◆ Problem description
Nothing in the data should change when you return it, but leave the pictures out.

====== Records to use

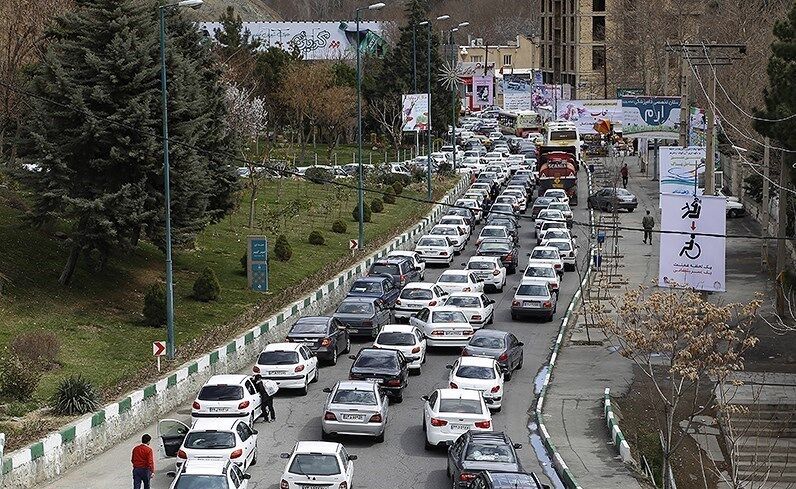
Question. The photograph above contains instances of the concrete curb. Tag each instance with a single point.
(93, 433)
(617, 437)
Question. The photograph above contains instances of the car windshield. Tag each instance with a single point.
(355, 308)
(353, 396)
(206, 440)
(465, 406)
(448, 317)
(314, 464)
(536, 290)
(473, 372)
(396, 339)
(278, 358)
(479, 452)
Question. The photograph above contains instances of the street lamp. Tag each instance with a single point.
(166, 184)
(375, 6)
(429, 193)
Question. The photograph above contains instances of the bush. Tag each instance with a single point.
(75, 395)
(18, 380)
(339, 227)
(282, 248)
(39, 349)
(355, 213)
(155, 305)
(206, 287)
(316, 238)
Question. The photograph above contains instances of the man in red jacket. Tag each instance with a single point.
(143, 463)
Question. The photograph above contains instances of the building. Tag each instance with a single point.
(572, 45)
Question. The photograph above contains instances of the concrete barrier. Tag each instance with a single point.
(94, 433)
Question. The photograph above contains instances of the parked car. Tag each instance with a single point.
(325, 336)
(355, 407)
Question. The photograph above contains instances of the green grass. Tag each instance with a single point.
(98, 317)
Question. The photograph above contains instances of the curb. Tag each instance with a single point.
(80, 440)
(617, 437)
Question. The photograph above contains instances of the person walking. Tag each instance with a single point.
(648, 222)
(143, 463)
(625, 173)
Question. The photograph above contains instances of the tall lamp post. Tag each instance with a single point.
(170, 349)
(361, 184)
(429, 193)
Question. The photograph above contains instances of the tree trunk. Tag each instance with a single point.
(71, 264)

============

◆ Output of the exercise
Question. The photograph above contains instances of the concrete curb. Tag each instance with a single point.
(93, 433)
(617, 437)
Question. The photograph above contains instances of the car windshield. Tag each instance with a single point.
(355, 308)
(353, 396)
(206, 440)
(465, 406)
(448, 317)
(314, 464)
(536, 290)
(473, 372)
(396, 339)
(278, 358)
(479, 452)
Question. The photograph above contains instances of the street lamp. Tag each instance with a single point.
(166, 184)
(375, 6)
(429, 193)
Question. The photograph above contains instances of the bush. Tag each instance with a single point.
(75, 395)
(18, 380)
(339, 227)
(282, 248)
(39, 349)
(355, 213)
(155, 305)
(206, 287)
(316, 238)
Question. The photograph above contains instances of the man in red jacket. Tag each instance with a single point.
(143, 463)
Question. The photograph above contains instances of the building. Tag each instance with a single point.
(572, 45)
Question. The photograph above contains instances of the concrete barrier. Tag each instance with a single point.
(94, 433)
Question. The photograph above contains instances of the parked car. Tag each instance with a single point.
(325, 336)
(355, 407)
Question. The photograph above contains instances of the green grass. Tag each instance with a single point.
(98, 317)
Question. The photograph above contains instances of the curb. Tag each instance with a single point.
(80, 440)
(617, 437)
Question. The photograph above contains instances of the person walking. Tag each instance with a single point.
(648, 222)
(143, 463)
(625, 173)
Question. The photograph above contains instances of the tall lamp post. Tag each instance with a single point.
(170, 349)
(361, 184)
(429, 193)
Question. The photograph above contains instances of the tree trunk. Tag each instance with a single point.
(71, 264)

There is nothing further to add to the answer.